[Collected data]

□ □ □ □ □ □ □

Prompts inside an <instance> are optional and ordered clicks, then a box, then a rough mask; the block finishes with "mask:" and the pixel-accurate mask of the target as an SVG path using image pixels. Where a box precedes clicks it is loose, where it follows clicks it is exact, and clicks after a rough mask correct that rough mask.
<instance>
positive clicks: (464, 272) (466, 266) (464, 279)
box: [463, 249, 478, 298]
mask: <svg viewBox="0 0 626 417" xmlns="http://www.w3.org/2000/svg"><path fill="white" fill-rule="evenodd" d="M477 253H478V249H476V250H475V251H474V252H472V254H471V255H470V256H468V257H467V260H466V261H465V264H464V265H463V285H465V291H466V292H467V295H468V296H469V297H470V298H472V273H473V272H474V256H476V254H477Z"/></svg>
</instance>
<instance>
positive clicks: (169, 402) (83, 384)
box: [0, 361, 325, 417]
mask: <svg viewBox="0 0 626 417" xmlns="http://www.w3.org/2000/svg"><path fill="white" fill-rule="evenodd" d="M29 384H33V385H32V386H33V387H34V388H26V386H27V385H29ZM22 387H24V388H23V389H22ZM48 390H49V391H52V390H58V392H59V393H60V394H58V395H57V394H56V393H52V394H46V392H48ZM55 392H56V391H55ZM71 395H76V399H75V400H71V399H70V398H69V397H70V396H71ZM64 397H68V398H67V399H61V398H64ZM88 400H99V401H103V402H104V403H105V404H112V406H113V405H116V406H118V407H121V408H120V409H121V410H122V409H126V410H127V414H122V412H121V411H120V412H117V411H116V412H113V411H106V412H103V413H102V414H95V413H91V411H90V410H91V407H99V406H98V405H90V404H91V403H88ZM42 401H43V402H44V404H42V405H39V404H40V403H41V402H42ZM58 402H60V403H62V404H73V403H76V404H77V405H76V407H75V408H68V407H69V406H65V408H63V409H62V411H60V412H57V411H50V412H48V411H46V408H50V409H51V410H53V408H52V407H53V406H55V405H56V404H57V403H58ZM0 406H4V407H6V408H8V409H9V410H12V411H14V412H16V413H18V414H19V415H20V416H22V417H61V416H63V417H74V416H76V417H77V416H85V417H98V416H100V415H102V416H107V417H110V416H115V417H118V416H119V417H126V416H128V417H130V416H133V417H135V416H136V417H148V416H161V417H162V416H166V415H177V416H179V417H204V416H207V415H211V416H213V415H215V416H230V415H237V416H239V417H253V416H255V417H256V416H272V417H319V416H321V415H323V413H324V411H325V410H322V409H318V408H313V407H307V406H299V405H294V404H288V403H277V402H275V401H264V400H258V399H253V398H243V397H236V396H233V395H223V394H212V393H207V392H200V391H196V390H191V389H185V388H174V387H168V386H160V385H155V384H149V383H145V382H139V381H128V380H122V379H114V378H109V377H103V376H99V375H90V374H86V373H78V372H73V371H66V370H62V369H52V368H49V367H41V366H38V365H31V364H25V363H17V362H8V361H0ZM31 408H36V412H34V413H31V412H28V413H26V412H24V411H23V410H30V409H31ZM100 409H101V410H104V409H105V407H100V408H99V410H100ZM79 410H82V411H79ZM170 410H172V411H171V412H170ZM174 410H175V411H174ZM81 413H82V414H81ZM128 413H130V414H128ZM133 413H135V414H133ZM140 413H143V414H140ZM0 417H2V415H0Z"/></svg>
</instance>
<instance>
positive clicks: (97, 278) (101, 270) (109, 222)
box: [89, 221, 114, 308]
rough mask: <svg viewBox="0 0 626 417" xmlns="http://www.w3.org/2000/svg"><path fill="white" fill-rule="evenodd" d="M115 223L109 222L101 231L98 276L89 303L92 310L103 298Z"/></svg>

□ □ □ □ □ □ □

DIRECTIONS FOR THIS TASK: Transcribe only the lines from the beginning of the entries to the line with "positive clicks: (169, 402) (83, 384)", inclusive, exactly as written.

OUTPUT FOR THIS EXERCISE:
Prompts inside an <instance> are optional and ordered clicks, then a box, then a rough mask; the block finishes with "mask:" and the pixel-accurate mask of the target as an SVG path using image pixels. Where a box precedes clicks it is loose, where it follows clicks it is exact, and clicks after a rough mask correct that rough mask.
<instance>
positive clicks: (464, 272) (466, 266) (464, 279)
box: [463, 249, 478, 298]
mask: <svg viewBox="0 0 626 417" xmlns="http://www.w3.org/2000/svg"><path fill="white" fill-rule="evenodd" d="M477 253H478V249H476V250H475V251H474V252H472V254H471V255H470V256H468V257H467V260H466V261H465V264H464V265H463V285H465V291H466V292H467V295H468V296H469V297H470V298H472V273H473V272H474V256H476V254H477Z"/></svg>
</instance>
<instance>
positive clicks: (169, 402) (83, 384)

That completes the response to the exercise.